▶ **Directive**
Copy the lines verbatim, beginning with the line that contains "Looking for: white sneaker" and continuing through the end of the data, and only those lines.

▶ **Data to process**
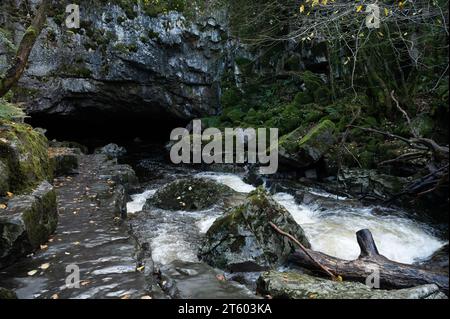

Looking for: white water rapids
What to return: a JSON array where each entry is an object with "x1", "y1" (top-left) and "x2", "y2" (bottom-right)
[{"x1": 127, "y1": 172, "x2": 446, "y2": 264}]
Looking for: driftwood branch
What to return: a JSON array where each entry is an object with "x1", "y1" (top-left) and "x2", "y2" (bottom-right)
[
  {"x1": 290, "y1": 229, "x2": 449, "y2": 294},
  {"x1": 269, "y1": 222, "x2": 338, "y2": 279}
]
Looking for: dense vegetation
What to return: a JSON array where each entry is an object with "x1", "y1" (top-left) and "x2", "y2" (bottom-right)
[{"x1": 201, "y1": 0, "x2": 449, "y2": 175}]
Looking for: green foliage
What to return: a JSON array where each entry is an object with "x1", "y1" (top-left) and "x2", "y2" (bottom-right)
[{"x1": 0, "y1": 99, "x2": 26, "y2": 121}]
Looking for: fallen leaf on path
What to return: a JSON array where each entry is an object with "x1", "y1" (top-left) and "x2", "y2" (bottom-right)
[
  {"x1": 39, "y1": 263, "x2": 50, "y2": 270},
  {"x1": 136, "y1": 266, "x2": 145, "y2": 272}
]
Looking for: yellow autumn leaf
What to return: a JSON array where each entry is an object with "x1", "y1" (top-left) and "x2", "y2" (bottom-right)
[
  {"x1": 136, "y1": 266, "x2": 145, "y2": 272},
  {"x1": 39, "y1": 263, "x2": 50, "y2": 270},
  {"x1": 27, "y1": 270, "x2": 37, "y2": 276}
]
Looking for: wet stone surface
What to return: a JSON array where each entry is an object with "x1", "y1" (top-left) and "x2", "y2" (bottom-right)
[{"x1": 0, "y1": 155, "x2": 147, "y2": 299}]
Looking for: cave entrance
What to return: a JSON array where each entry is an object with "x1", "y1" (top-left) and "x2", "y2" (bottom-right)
[{"x1": 27, "y1": 109, "x2": 188, "y2": 152}]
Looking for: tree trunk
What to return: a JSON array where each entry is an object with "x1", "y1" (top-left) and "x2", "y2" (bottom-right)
[
  {"x1": 291, "y1": 229, "x2": 449, "y2": 294},
  {"x1": 0, "y1": 0, "x2": 51, "y2": 97}
]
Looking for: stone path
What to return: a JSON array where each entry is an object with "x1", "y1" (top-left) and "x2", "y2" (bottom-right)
[{"x1": 0, "y1": 155, "x2": 148, "y2": 299}]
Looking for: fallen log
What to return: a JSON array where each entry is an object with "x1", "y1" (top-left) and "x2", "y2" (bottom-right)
[{"x1": 290, "y1": 229, "x2": 449, "y2": 295}]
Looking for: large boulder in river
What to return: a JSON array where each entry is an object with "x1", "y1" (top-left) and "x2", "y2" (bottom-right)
[
  {"x1": 338, "y1": 169, "x2": 412, "y2": 199},
  {"x1": 257, "y1": 271, "x2": 447, "y2": 299},
  {"x1": 0, "y1": 181, "x2": 58, "y2": 268},
  {"x1": 279, "y1": 120, "x2": 336, "y2": 167},
  {"x1": 144, "y1": 178, "x2": 236, "y2": 211},
  {"x1": 48, "y1": 147, "x2": 81, "y2": 176},
  {"x1": 199, "y1": 188, "x2": 310, "y2": 272}
]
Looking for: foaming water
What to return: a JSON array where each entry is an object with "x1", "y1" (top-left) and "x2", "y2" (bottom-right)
[
  {"x1": 127, "y1": 172, "x2": 446, "y2": 265},
  {"x1": 150, "y1": 207, "x2": 223, "y2": 265},
  {"x1": 151, "y1": 227, "x2": 198, "y2": 265},
  {"x1": 196, "y1": 172, "x2": 256, "y2": 193},
  {"x1": 127, "y1": 189, "x2": 156, "y2": 214},
  {"x1": 274, "y1": 193, "x2": 446, "y2": 264}
]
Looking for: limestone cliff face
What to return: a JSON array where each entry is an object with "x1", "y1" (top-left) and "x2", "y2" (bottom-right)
[{"x1": 0, "y1": 1, "x2": 231, "y2": 120}]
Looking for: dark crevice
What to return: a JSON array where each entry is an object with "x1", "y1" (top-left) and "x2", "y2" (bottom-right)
[{"x1": 27, "y1": 108, "x2": 188, "y2": 151}]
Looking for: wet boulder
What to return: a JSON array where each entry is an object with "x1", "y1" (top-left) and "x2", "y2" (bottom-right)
[
  {"x1": 48, "y1": 147, "x2": 81, "y2": 176},
  {"x1": 49, "y1": 140, "x2": 89, "y2": 154},
  {"x1": 257, "y1": 271, "x2": 447, "y2": 299},
  {"x1": 338, "y1": 169, "x2": 411, "y2": 199},
  {"x1": 0, "y1": 181, "x2": 58, "y2": 268},
  {"x1": 99, "y1": 159, "x2": 139, "y2": 192},
  {"x1": 144, "y1": 178, "x2": 236, "y2": 211},
  {"x1": 199, "y1": 188, "x2": 310, "y2": 272},
  {"x1": 95, "y1": 143, "x2": 127, "y2": 159},
  {"x1": 160, "y1": 261, "x2": 256, "y2": 299},
  {"x1": 417, "y1": 244, "x2": 448, "y2": 275},
  {"x1": 279, "y1": 120, "x2": 336, "y2": 168}
]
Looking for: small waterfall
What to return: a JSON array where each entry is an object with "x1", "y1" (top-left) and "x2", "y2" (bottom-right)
[{"x1": 128, "y1": 172, "x2": 446, "y2": 264}]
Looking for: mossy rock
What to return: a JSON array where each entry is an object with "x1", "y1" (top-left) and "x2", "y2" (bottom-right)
[
  {"x1": 48, "y1": 147, "x2": 81, "y2": 176},
  {"x1": 0, "y1": 120, "x2": 53, "y2": 194},
  {"x1": 0, "y1": 159, "x2": 9, "y2": 197},
  {"x1": 144, "y1": 178, "x2": 236, "y2": 211},
  {"x1": 199, "y1": 188, "x2": 310, "y2": 272},
  {"x1": 0, "y1": 181, "x2": 58, "y2": 268},
  {"x1": 279, "y1": 120, "x2": 336, "y2": 167}
]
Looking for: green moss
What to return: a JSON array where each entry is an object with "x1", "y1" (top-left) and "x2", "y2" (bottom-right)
[
  {"x1": 24, "y1": 26, "x2": 38, "y2": 37},
  {"x1": 298, "y1": 120, "x2": 336, "y2": 147},
  {"x1": 294, "y1": 92, "x2": 314, "y2": 107},
  {"x1": 0, "y1": 99, "x2": 26, "y2": 121},
  {"x1": 0, "y1": 120, "x2": 53, "y2": 193},
  {"x1": 60, "y1": 64, "x2": 92, "y2": 78},
  {"x1": 114, "y1": 43, "x2": 138, "y2": 54}
]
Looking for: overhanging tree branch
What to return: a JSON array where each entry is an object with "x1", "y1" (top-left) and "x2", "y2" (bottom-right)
[{"x1": 0, "y1": 0, "x2": 52, "y2": 97}]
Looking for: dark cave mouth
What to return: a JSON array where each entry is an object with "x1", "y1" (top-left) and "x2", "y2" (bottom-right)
[{"x1": 26, "y1": 110, "x2": 189, "y2": 151}]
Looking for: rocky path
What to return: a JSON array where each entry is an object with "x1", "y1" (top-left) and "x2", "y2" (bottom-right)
[{"x1": 0, "y1": 155, "x2": 148, "y2": 299}]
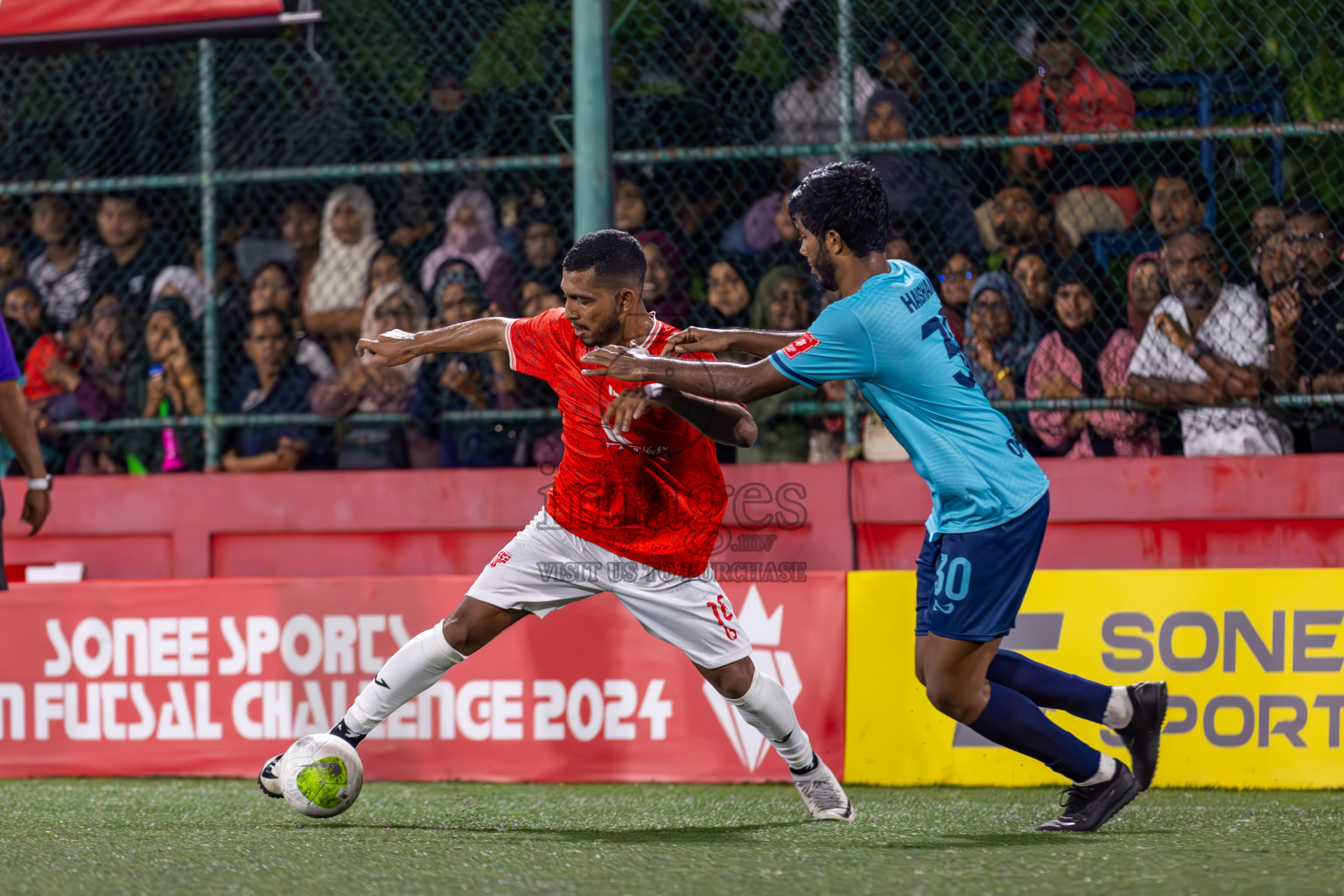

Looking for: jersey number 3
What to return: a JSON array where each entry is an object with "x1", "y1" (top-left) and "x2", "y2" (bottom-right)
[{"x1": 920, "y1": 314, "x2": 976, "y2": 388}]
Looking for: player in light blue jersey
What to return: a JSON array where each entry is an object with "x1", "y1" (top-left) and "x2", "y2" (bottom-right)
[{"x1": 584, "y1": 163, "x2": 1166, "y2": 830}]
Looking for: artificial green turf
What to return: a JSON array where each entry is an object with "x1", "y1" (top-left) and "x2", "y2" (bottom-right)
[{"x1": 0, "y1": 779, "x2": 1344, "y2": 896}]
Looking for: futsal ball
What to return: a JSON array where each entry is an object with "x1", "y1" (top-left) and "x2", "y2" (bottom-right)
[{"x1": 279, "y1": 735, "x2": 364, "y2": 818}]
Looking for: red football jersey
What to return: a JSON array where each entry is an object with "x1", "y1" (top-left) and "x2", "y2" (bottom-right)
[{"x1": 506, "y1": 308, "x2": 727, "y2": 578}]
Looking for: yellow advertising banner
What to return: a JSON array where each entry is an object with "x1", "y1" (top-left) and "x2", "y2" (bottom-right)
[{"x1": 845, "y1": 570, "x2": 1344, "y2": 788}]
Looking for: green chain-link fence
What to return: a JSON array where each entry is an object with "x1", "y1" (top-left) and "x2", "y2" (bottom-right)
[{"x1": 0, "y1": 0, "x2": 1344, "y2": 472}]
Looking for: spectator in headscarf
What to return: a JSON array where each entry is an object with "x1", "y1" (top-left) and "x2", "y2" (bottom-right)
[
  {"x1": 220, "y1": 308, "x2": 320, "y2": 472},
  {"x1": 737, "y1": 264, "x2": 822, "y2": 464},
  {"x1": 1125, "y1": 253, "x2": 1166, "y2": 339},
  {"x1": 421, "y1": 189, "x2": 517, "y2": 317},
  {"x1": 634, "y1": 230, "x2": 691, "y2": 329},
  {"x1": 938, "y1": 248, "x2": 980, "y2": 346},
  {"x1": 304, "y1": 184, "x2": 382, "y2": 364},
  {"x1": 962, "y1": 271, "x2": 1040, "y2": 399},
  {"x1": 28, "y1": 196, "x2": 108, "y2": 324},
  {"x1": 1027, "y1": 256, "x2": 1158, "y2": 457},
  {"x1": 149, "y1": 264, "x2": 206, "y2": 319},
  {"x1": 309, "y1": 282, "x2": 429, "y2": 470},
  {"x1": 690, "y1": 258, "x2": 752, "y2": 329},
  {"x1": 855, "y1": 88, "x2": 981, "y2": 254},
  {"x1": 121, "y1": 296, "x2": 206, "y2": 472}
]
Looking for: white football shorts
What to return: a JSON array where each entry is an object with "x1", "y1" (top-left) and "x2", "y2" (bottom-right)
[{"x1": 466, "y1": 509, "x2": 752, "y2": 669}]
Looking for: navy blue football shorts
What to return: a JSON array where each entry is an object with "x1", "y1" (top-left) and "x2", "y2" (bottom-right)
[{"x1": 915, "y1": 492, "x2": 1050, "y2": 640}]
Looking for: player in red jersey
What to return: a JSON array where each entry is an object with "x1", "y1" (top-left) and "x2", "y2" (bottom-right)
[{"x1": 258, "y1": 230, "x2": 855, "y2": 821}]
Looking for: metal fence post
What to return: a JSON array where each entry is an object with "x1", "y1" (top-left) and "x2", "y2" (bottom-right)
[
  {"x1": 574, "y1": 0, "x2": 612, "y2": 238},
  {"x1": 836, "y1": 0, "x2": 862, "y2": 457},
  {"x1": 199, "y1": 38, "x2": 219, "y2": 470}
]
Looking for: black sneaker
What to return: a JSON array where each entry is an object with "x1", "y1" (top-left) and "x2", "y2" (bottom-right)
[
  {"x1": 1036, "y1": 760, "x2": 1138, "y2": 830},
  {"x1": 326, "y1": 718, "x2": 366, "y2": 748},
  {"x1": 1116, "y1": 681, "x2": 1166, "y2": 790}
]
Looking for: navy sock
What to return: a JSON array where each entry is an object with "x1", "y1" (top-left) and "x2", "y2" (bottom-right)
[
  {"x1": 968, "y1": 683, "x2": 1101, "y2": 780},
  {"x1": 985, "y1": 650, "x2": 1110, "y2": 725}
]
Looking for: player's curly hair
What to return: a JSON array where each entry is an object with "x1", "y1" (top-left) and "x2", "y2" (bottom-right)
[
  {"x1": 789, "y1": 161, "x2": 887, "y2": 256},
  {"x1": 564, "y1": 230, "x2": 649, "y2": 284}
]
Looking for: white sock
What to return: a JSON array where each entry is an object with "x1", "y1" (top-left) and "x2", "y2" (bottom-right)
[
  {"x1": 346, "y1": 623, "x2": 466, "y2": 735},
  {"x1": 729, "y1": 669, "x2": 812, "y2": 770},
  {"x1": 1101, "y1": 688, "x2": 1134, "y2": 731},
  {"x1": 1074, "y1": 753, "x2": 1116, "y2": 788}
]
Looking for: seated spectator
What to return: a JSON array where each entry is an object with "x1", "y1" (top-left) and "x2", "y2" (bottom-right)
[
  {"x1": 634, "y1": 230, "x2": 691, "y2": 329},
  {"x1": 1008, "y1": 10, "x2": 1143, "y2": 251},
  {"x1": 1129, "y1": 230, "x2": 1293, "y2": 457},
  {"x1": 0, "y1": 279, "x2": 55, "y2": 367},
  {"x1": 938, "y1": 248, "x2": 980, "y2": 346},
  {"x1": 737, "y1": 264, "x2": 816, "y2": 464},
  {"x1": 279, "y1": 201, "x2": 323, "y2": 284},
  {"x1": 368, "y1": 246, "x2": 406, "y2": 294},
  {"x1": 303, "y1": 184, "x2": 382, "y2": 367},
  {"x1": 1251, "y1": 230, "x2": 1297, "y2": 301},
  {"x1": 612, "y1": 178, "x2": 659, "y2": 234},
  {"x1": 219, "y1": 308, "x2": 318, "y2": 472},
  {"x1": 407, "y1": 259, "x2": 514, "y2": 466},
  {"x1": 856, "y1": 90, "x2": 980, "y2": 258},
  {"x1": 772, "y1": 0, "x2": 878, "y2": 178},
  {"x1": 1269, "y1": 203, "x2": 1344, "y2": 452},
  {"x1": 690, "y1": 258, "x2": 752, "y2": 329},
  {"x1": 976, "y1": 184, "x2": 1058, "y2": 271},
  {"x1": 1027, "y1": 256, "x2": 1160, "y2": 457},
  {"x1": 522, "y1": 209, "x2": 564, "y2": 284},
  {"x1": 962, "y1": 271, "x2": 1040, "y2": 400},
  {"x1": 309, "y1": 282, "x2": 429, "y2": 470},
  {"x1": 1148, "y1": 166, "x2": 1204, "y2": 242},
  {"x1": 421, "y1": 189, "x2": 517, "y2": 317},
  {"x1": 58, "y1": 296, "x2": 135, "y2": 475},
  {"x1": 149, "y1": 264, "x2": 206, "y2": 321},
  {"x1": 1010, "y1": 248, "x2": 1055, "y2": 328},
  {"x1": 1125, "y1": 253, "x2": 1166, "y2": 337},
  {"x1": 519, "y1": 279, "x2": 564, "y2": 317},
  {"x1": 88, "y1": 193, "x2": 171, "y2": 317},
  {"x1": 28, "y1": 196, "x2": 108, "y2": 324},
  {"x1": 121, "y1": 296, "x2": 206, "y2": 472}
]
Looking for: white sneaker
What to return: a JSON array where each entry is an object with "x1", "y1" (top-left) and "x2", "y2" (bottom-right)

▶ **Final answer**
Looking for: white sneaker
What to return: a JSON array where each entry is an object with "x1", "y1" (top-left) and "x2", "y2" (bottom-right)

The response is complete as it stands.